Transcribe the tail of the listing: start at the line containing "the white wall" and stop after the last line, keeping every character as is and adding nothing.

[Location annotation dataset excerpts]
--- Begin ---

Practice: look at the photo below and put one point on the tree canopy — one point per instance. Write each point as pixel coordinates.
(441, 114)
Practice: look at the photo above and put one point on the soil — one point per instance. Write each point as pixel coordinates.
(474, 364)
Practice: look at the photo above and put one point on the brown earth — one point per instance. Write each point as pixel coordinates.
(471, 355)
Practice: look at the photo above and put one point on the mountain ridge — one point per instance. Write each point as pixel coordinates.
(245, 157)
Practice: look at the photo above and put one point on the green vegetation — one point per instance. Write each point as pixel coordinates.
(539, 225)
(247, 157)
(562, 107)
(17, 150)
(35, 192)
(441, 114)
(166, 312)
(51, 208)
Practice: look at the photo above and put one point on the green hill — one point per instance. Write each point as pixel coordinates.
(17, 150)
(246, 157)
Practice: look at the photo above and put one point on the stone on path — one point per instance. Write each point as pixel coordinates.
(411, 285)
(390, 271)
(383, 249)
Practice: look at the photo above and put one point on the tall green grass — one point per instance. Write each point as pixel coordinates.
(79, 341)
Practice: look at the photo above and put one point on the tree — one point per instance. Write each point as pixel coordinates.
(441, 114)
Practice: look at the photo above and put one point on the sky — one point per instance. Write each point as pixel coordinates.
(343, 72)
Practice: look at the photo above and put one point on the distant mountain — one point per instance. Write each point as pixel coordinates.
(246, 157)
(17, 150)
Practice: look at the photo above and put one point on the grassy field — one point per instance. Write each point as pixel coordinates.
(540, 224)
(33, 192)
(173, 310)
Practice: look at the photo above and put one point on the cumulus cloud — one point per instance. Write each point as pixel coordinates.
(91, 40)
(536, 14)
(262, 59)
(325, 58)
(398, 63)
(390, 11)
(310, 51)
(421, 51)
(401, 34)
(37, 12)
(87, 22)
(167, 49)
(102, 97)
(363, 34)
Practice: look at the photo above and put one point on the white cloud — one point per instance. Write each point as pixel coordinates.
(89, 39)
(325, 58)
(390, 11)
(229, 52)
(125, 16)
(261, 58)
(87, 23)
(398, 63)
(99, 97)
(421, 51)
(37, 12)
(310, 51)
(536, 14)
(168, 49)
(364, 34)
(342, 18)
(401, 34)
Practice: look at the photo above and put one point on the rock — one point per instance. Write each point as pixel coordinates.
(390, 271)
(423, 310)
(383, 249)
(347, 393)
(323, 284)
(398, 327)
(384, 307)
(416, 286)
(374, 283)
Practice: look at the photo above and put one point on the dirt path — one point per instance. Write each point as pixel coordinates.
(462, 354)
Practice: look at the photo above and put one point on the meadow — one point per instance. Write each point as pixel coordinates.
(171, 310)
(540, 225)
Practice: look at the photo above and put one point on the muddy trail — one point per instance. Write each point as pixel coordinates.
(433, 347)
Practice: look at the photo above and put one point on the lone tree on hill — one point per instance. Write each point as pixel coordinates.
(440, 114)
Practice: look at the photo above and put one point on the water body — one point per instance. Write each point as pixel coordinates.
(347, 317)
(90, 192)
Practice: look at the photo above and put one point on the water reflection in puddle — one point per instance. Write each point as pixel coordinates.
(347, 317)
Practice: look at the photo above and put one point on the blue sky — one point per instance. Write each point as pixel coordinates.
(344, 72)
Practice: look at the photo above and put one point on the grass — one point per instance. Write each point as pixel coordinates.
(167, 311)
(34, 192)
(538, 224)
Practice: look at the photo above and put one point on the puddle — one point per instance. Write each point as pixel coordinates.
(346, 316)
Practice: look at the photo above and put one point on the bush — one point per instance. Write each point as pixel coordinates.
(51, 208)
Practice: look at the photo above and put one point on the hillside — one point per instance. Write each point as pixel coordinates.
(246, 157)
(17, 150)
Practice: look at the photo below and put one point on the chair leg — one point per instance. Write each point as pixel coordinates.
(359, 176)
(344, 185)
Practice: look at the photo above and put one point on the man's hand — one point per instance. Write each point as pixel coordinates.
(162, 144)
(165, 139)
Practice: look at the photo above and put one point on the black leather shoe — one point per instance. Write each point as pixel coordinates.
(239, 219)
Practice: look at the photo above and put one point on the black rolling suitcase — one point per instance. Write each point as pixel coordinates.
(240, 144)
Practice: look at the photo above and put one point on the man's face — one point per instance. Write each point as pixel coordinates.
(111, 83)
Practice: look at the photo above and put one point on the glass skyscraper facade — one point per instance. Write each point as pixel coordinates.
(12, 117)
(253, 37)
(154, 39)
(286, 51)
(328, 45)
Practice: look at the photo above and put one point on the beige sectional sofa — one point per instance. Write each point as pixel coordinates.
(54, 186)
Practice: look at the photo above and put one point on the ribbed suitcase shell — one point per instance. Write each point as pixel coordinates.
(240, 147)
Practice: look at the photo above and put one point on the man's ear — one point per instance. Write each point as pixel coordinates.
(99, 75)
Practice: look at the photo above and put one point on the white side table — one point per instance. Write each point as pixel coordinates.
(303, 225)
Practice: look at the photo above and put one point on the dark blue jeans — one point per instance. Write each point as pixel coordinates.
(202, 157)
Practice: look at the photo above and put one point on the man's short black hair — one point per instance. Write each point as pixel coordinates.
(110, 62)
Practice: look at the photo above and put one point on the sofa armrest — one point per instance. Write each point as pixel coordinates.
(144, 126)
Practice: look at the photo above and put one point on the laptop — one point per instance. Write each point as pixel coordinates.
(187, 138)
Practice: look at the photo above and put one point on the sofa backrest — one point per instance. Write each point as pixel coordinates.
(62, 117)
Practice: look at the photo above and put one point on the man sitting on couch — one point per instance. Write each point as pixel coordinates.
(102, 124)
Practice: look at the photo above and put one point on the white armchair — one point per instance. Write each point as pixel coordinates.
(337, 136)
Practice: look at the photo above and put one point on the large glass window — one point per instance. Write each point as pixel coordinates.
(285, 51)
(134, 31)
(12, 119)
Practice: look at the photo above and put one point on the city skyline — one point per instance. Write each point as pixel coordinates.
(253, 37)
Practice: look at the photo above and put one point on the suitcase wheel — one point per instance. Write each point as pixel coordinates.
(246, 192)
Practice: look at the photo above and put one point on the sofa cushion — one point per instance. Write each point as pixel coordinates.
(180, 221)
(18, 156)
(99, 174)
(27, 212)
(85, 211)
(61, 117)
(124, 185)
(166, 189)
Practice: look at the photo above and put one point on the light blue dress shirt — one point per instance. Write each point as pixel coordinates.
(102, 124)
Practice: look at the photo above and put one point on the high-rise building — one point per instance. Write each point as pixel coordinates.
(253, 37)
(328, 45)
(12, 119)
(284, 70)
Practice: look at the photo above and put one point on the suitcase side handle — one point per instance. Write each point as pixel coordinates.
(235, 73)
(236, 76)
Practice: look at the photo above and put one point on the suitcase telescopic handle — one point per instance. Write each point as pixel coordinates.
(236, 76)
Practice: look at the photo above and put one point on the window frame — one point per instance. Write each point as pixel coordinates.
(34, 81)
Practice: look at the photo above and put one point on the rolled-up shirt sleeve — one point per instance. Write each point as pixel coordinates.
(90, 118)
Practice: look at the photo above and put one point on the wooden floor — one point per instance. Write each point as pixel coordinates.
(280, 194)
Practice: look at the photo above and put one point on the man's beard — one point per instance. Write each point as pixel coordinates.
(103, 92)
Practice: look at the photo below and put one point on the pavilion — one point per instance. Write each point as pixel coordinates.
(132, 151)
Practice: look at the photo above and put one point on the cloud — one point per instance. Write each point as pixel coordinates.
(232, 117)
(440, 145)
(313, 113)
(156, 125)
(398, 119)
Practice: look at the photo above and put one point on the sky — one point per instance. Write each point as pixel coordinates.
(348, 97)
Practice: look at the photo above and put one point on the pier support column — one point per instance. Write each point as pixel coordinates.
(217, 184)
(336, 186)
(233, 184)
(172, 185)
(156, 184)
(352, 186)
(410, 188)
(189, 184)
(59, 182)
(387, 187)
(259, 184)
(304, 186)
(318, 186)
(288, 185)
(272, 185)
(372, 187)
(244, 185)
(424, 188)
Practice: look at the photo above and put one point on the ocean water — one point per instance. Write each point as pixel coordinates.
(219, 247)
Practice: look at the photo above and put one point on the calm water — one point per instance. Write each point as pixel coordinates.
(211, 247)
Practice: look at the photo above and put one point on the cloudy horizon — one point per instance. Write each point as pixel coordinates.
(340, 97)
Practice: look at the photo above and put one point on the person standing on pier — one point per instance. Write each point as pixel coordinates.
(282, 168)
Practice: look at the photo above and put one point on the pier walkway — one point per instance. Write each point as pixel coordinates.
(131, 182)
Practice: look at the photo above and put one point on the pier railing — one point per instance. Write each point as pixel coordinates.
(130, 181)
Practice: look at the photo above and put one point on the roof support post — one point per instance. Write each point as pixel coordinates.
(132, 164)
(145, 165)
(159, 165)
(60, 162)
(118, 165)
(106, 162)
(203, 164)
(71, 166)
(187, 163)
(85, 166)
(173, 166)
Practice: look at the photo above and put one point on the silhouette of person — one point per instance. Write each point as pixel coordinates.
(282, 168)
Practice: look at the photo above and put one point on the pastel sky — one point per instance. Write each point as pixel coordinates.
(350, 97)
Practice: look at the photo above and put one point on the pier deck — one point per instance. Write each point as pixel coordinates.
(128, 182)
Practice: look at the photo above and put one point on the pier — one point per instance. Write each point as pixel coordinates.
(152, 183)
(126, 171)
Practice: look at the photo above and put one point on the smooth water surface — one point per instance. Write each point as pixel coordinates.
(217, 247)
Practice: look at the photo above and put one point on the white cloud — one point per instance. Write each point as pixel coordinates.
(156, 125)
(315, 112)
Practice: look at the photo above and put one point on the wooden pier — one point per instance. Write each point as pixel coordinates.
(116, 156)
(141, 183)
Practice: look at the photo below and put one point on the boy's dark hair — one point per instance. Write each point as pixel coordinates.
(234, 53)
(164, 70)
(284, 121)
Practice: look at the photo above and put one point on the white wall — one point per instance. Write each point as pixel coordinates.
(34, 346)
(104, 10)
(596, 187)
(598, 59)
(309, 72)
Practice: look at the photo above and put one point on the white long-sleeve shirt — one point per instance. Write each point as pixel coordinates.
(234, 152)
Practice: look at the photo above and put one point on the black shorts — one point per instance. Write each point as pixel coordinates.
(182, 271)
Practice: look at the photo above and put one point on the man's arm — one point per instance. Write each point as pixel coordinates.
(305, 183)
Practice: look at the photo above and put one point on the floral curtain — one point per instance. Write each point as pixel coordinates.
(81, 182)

--- End ---

FINISHED EXERCISE:
Practice: look at the photo above and put one point on the white wall — one point per instance. Write each point as pixel coordinates.
(34, 346)
(104, 10)
(596, 187)
(598, 59)
(309, 72)
Practice: look at the photo above and put one point on the white long-sleeve shirt — one point per instance. Write each point as pixel coordinates.
(234, 152)
Practice: look at the photo above and put one point on the black shorts — one point per instance. Write each point as pixel coordinates.
(182, 271)
Practice: look at the photo above and put one point on the man's arm — one point per instance. Write each point as pixel coordinates.
(305, 183)
Practice: look at the photo above and put one point on the floral curtain — one point per instance. Write each point as pixel coordinates.
(81, 182)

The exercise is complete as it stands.